------ Input data ------

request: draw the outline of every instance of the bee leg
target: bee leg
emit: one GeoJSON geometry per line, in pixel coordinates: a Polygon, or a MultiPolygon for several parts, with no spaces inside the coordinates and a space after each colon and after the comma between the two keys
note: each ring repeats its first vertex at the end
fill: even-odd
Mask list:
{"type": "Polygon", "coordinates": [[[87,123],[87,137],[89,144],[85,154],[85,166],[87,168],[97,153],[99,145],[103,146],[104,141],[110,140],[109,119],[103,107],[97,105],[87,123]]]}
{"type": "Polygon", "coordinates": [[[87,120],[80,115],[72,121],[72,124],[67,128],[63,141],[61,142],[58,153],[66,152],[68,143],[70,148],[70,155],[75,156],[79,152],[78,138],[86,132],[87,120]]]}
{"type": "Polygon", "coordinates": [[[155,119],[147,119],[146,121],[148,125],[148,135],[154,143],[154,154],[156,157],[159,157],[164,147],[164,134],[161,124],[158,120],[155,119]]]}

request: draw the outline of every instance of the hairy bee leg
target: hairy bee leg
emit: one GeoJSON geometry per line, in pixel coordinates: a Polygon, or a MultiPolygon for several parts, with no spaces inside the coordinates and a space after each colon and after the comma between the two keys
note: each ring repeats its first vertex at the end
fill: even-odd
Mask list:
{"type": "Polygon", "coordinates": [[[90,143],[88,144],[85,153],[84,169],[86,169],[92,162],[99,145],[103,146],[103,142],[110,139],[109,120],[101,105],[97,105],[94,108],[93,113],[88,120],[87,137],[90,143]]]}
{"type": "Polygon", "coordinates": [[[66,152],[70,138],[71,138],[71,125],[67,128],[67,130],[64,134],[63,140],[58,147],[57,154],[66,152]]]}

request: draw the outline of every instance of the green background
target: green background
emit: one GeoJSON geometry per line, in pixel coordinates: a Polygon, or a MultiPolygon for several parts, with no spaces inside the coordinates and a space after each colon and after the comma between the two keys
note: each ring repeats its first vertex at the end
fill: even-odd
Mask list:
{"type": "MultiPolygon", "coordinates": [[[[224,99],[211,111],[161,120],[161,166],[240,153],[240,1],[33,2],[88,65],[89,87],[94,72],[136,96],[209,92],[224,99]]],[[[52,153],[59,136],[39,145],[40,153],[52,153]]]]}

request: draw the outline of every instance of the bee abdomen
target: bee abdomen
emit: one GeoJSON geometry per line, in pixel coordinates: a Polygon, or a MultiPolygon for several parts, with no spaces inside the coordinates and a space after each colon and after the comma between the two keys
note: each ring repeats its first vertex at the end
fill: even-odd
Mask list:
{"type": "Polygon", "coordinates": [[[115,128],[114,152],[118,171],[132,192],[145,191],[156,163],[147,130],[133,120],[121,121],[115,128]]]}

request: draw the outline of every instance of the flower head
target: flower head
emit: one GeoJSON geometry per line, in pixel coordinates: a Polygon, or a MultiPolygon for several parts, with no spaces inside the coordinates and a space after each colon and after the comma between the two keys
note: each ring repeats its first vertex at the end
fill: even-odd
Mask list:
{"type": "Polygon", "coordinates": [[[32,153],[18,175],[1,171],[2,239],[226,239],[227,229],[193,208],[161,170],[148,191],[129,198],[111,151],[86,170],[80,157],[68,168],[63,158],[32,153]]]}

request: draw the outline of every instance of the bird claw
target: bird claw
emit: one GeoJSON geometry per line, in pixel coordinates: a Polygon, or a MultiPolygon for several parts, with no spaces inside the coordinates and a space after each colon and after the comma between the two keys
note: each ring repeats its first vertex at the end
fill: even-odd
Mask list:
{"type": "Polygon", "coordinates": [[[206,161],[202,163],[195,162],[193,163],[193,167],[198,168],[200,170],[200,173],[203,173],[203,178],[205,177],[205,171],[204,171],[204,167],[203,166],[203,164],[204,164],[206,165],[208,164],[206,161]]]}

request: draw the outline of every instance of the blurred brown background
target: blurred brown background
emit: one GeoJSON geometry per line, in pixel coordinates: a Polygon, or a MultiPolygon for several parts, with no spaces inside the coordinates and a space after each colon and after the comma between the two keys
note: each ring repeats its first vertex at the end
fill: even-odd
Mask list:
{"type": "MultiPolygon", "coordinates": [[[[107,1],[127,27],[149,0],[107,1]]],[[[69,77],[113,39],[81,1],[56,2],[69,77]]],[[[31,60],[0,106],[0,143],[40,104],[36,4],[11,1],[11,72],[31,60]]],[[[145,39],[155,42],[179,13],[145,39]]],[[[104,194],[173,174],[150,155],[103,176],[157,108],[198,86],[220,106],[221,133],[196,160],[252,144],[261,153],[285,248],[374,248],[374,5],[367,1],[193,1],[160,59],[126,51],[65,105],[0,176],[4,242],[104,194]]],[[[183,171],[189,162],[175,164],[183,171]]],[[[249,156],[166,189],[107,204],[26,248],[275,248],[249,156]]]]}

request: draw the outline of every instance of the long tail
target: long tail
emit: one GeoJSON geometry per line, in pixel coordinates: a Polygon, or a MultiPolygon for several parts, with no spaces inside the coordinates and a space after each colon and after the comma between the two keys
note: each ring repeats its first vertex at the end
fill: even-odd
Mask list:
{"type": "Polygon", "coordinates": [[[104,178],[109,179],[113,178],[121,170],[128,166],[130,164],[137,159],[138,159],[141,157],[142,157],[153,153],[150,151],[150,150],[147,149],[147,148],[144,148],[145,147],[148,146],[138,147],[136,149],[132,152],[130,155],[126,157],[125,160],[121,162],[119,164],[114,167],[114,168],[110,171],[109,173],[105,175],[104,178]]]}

------
------ Input data ------

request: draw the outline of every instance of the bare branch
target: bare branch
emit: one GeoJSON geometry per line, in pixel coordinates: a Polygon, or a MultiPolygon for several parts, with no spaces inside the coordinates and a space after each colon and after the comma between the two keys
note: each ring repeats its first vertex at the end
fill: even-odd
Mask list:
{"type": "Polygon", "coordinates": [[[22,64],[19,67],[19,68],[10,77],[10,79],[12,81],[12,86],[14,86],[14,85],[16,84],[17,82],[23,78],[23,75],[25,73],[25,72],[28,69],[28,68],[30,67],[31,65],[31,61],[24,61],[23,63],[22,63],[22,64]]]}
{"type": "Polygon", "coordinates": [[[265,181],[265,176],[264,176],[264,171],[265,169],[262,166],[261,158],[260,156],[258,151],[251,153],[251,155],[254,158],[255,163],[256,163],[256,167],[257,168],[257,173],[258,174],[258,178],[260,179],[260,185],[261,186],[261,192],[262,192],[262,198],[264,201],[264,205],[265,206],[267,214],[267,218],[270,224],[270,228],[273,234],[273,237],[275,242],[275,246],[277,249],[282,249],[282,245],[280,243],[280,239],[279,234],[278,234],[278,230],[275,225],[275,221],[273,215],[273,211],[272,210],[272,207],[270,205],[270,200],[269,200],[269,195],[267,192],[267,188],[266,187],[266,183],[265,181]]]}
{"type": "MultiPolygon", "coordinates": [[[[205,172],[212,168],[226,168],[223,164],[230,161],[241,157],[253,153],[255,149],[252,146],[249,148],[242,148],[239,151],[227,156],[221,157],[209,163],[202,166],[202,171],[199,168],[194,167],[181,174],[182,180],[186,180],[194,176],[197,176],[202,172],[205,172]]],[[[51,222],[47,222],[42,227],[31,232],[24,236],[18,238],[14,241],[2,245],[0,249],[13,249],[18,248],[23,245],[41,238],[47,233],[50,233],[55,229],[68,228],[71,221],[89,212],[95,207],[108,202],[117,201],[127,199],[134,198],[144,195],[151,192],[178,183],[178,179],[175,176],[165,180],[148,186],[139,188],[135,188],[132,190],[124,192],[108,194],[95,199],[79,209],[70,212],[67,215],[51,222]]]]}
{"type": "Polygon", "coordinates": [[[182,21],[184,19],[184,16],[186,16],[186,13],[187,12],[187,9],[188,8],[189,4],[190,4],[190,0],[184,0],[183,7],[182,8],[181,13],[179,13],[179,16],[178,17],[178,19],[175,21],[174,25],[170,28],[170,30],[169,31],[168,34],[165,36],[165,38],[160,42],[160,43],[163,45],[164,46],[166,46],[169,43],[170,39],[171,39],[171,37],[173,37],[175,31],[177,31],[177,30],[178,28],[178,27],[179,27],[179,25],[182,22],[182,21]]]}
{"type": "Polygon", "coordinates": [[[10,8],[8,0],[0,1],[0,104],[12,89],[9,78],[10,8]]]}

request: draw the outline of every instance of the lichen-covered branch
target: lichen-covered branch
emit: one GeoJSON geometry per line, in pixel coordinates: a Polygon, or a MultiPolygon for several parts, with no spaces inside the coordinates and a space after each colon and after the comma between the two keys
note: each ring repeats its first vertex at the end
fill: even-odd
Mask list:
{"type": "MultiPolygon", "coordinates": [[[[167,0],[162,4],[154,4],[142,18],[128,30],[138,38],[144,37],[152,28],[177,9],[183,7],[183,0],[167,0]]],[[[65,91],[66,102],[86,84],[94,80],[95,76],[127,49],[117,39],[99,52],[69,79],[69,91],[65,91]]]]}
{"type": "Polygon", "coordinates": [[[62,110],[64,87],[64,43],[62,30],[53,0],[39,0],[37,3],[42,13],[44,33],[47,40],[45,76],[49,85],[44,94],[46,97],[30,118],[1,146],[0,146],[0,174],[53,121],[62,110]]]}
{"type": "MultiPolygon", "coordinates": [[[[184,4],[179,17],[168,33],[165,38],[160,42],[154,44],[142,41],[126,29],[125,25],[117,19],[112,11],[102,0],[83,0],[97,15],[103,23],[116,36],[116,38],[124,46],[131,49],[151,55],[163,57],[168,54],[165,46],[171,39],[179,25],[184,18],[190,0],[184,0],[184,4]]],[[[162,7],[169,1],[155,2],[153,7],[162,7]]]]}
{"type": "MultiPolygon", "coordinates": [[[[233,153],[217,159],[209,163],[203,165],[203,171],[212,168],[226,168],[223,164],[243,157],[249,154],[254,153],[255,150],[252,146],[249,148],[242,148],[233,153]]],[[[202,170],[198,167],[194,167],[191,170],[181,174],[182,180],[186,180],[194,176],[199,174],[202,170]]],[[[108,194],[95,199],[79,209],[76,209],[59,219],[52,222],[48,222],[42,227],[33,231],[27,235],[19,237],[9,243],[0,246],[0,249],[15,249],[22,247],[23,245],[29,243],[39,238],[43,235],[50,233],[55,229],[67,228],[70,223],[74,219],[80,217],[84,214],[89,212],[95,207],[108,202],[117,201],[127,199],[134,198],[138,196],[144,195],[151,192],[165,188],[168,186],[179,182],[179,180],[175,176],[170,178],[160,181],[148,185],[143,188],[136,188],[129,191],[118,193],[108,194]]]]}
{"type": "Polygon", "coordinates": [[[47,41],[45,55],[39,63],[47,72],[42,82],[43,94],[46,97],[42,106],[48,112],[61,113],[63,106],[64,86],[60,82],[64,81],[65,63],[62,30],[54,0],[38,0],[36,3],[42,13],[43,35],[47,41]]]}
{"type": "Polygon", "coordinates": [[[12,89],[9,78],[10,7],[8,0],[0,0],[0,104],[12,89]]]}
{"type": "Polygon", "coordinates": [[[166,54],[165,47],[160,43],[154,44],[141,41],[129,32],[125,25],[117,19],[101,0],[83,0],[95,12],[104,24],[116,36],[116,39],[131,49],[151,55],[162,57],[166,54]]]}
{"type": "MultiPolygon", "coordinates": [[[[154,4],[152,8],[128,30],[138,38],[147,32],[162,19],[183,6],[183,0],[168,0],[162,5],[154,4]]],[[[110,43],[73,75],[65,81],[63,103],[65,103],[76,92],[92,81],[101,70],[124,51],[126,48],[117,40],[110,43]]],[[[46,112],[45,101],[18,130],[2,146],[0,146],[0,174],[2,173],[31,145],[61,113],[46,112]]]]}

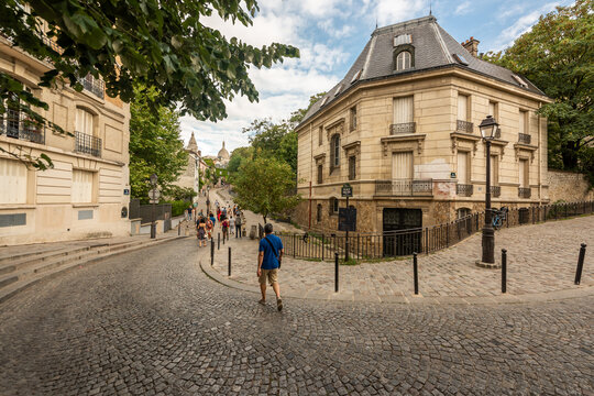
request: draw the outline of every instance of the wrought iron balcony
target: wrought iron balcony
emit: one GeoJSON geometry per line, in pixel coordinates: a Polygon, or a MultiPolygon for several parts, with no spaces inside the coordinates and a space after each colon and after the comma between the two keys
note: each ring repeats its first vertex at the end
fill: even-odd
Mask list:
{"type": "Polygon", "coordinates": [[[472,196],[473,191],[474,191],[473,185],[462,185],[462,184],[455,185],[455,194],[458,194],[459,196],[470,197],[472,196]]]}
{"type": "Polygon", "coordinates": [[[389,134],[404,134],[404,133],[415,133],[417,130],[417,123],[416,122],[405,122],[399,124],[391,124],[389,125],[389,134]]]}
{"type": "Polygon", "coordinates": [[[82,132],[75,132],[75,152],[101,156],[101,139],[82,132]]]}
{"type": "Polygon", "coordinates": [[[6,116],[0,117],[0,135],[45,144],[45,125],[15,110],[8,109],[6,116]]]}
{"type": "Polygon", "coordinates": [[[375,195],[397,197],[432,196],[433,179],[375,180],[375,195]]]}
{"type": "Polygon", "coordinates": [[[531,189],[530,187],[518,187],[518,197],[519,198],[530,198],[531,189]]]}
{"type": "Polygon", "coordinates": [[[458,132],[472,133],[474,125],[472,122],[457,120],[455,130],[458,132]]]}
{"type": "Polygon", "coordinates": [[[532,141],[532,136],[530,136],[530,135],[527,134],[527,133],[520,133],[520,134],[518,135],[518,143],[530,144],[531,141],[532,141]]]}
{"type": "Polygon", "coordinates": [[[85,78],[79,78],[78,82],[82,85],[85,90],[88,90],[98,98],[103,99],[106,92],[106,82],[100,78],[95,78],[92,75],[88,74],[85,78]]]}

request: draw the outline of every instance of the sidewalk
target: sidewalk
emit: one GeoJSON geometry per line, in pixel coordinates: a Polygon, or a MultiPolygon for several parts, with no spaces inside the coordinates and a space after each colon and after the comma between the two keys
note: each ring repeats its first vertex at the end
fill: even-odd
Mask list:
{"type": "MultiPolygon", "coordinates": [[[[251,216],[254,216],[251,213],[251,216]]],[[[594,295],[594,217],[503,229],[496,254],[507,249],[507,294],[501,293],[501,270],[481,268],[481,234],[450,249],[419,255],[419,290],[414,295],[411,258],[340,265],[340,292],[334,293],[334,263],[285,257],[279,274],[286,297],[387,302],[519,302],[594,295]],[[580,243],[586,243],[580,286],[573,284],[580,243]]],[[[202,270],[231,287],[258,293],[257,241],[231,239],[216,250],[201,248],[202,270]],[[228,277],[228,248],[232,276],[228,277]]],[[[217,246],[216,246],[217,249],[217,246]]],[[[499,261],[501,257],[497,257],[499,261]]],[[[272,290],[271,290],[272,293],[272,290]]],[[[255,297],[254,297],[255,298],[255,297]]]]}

------

Problem to work on: Update the stretch of the listing from the line containing "request: draw the outline of every instance of the bee leg" through the line containing "target: bee leg" by changing "bee leg" to "insect leg" and leaving everything else as it is. Return only those lines.

Task output:
request: draw the outline of every instance of the insect leg
target: insect leg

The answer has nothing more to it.